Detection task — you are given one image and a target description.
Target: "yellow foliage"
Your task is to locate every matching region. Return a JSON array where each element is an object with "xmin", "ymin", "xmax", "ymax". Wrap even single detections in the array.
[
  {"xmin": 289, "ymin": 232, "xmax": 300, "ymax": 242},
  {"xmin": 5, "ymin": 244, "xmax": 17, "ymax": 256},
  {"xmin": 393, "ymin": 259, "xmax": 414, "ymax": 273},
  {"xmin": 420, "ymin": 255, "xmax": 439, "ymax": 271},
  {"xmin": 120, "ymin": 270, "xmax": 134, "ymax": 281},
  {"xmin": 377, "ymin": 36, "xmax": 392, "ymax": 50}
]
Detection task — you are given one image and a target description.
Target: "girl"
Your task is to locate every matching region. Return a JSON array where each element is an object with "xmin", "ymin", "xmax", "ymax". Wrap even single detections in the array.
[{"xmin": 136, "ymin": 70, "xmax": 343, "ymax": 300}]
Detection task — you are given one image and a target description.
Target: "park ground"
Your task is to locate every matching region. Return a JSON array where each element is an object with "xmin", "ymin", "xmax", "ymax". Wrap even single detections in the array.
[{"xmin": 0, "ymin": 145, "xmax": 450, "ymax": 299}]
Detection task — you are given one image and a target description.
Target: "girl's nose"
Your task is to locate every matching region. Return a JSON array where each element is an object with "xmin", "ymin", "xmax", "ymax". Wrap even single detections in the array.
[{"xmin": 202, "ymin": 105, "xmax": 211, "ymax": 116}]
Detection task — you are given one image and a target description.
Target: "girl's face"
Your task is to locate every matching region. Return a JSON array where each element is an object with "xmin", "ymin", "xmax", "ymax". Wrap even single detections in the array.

════════════════════

What needs to be done
Please find each line in the entries above that contains the word "girl" with the same capitalization, and copy those lines in full.

Task response
Target: "girl"
Target: "girl's nose"
Target: "girl's face"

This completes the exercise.